_TEXT SEGMENT:_
=-=-=-=-=
Mucostatic technique enabled a satisfactory recording of ridge hyperplasia by avoiding overcompression of the tissues.

The choice of impression techniques depends on the personal preferences based on the principles of impression making as well as material selection (4).

At present, the published facts do not clearly support the superiority of any one of the techniques over the others.

In this particular case, authors favored a mucostatic & mucocompressive impression techniques for flabby ridge & firm supported ridge respectively, by using modified tray with uncovered section on the fibrous ridge. As per Crawford & Walmsley (19) the design of this modified special tray can vary from a completely uncovered section of the arch to a window overlying the unsupported mucosa.

In the present case, the position of the handle of the tray was also modified. A rim handle design was given to prevent falling of unset impression material back into the mouth when the patient was either in supine or in semi supine position.
=-=-=-=-=
_THE DATA:_
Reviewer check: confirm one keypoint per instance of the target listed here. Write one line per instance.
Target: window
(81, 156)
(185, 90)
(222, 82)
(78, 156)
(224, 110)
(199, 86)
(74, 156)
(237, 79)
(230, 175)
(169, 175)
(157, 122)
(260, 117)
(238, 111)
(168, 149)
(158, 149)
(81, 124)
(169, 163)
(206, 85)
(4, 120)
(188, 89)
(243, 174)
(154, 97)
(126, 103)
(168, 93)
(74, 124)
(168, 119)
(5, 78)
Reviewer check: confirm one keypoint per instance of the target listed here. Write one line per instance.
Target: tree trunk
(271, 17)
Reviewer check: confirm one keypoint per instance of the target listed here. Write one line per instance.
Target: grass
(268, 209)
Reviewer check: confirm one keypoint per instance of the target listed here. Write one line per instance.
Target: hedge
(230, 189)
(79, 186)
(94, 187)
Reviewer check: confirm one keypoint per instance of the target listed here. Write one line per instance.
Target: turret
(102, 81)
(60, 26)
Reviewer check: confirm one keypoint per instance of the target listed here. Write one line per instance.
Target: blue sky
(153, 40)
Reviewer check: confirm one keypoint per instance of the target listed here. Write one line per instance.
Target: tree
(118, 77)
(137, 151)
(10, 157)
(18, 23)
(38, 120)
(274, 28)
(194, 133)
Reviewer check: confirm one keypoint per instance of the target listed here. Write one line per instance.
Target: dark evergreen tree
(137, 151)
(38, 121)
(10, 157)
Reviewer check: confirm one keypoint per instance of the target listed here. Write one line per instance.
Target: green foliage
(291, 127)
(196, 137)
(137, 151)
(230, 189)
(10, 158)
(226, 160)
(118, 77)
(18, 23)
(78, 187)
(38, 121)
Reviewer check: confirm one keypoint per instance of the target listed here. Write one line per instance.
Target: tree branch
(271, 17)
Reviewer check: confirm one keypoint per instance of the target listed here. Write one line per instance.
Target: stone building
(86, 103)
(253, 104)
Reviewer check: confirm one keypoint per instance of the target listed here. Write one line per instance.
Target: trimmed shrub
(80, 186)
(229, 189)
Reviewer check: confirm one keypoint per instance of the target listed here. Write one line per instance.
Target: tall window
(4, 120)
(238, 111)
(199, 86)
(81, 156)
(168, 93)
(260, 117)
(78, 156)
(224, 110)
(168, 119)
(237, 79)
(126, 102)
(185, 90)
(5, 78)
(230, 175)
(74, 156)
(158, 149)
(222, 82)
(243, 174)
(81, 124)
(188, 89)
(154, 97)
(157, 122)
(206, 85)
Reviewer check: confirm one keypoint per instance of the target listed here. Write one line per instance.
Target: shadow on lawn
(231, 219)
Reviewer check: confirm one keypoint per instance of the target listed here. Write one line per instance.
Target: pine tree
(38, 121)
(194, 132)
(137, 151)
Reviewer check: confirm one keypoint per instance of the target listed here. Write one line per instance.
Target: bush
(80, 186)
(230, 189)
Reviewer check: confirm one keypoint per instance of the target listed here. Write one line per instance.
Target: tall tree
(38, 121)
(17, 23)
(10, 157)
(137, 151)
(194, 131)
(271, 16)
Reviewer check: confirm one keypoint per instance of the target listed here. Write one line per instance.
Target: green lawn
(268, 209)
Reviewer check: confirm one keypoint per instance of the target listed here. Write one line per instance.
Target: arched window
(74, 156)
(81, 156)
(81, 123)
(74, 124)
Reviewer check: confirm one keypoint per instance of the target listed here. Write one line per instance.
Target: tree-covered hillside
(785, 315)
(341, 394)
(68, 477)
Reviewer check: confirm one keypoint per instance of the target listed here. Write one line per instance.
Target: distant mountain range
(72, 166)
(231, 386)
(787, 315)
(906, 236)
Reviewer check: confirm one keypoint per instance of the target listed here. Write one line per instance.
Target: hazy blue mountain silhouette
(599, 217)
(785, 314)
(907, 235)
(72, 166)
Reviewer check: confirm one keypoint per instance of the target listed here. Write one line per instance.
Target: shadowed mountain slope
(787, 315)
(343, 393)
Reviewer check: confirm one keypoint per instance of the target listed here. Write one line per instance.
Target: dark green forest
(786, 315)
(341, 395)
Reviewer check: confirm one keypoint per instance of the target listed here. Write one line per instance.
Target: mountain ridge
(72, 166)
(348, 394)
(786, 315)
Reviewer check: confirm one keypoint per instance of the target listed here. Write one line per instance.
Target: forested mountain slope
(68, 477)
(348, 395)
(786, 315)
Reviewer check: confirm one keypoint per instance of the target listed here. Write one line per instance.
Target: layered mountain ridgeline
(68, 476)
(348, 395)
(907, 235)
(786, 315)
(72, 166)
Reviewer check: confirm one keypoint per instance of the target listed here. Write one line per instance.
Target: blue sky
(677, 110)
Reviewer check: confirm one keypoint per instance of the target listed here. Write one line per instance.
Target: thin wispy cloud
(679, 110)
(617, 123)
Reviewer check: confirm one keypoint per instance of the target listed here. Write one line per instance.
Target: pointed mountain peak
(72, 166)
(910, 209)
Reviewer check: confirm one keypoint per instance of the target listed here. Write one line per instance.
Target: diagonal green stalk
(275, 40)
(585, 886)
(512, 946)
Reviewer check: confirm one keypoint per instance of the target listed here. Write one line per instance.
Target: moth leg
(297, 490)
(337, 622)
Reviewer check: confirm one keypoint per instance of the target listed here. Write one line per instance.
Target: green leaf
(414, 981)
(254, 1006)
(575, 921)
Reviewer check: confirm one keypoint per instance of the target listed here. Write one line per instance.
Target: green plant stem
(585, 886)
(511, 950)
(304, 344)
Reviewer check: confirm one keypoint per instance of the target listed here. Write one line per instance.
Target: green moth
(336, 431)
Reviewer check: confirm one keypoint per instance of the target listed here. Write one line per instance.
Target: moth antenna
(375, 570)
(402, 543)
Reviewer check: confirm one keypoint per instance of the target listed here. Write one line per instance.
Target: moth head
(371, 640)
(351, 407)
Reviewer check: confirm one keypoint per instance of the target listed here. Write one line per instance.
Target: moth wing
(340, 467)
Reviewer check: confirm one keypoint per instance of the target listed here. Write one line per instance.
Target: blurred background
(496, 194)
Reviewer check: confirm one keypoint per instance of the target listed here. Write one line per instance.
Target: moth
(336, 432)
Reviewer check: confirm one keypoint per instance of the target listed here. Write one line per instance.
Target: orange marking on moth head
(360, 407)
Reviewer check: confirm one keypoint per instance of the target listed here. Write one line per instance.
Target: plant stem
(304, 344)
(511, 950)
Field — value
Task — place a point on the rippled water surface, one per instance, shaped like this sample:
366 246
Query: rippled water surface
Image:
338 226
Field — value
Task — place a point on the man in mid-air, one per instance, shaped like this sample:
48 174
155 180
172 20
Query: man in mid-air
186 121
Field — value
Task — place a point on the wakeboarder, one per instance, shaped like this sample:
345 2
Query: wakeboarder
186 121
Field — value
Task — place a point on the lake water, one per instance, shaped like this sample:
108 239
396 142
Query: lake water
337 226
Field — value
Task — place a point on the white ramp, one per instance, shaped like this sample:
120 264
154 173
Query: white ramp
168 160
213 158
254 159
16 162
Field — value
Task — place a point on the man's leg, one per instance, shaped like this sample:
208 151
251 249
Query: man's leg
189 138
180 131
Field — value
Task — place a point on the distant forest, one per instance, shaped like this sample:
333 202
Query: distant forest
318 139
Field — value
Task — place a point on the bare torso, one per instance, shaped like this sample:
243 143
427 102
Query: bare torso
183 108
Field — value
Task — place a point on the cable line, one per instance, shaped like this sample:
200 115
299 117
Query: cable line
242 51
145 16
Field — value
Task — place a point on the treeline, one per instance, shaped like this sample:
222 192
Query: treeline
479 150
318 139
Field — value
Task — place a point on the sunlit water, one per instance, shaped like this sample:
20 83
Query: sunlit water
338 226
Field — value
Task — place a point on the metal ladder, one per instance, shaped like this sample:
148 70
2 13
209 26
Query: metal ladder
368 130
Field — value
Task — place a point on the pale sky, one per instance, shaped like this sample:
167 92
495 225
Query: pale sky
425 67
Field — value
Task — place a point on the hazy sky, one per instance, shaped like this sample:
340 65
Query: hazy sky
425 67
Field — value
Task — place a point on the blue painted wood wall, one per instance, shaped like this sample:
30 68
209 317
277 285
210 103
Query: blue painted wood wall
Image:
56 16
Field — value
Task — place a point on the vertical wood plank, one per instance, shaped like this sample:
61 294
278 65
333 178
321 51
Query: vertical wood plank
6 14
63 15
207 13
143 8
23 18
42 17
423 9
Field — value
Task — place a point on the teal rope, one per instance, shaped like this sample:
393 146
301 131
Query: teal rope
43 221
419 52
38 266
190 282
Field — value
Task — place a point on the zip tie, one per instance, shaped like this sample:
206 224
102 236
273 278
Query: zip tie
=-=-=-=-=
_EXERCISE OBJECTIVE:_ Condense the paragraph of the impression-technique text that begins "In this particular case, authors favored" into a short bulleted list that keeps its main facts.

_FINISHED TASK:_
- Flabby ridge: mucostatic impression technique
- Firm supported ridge: mucocompressive impression technique
- Tray: modified, with an uncovered section over the fibrous ridge
- Per Crawford & Walmsley (19), the tray design can range from a completely uncovered section of the arch to a window over the unsupported mucosa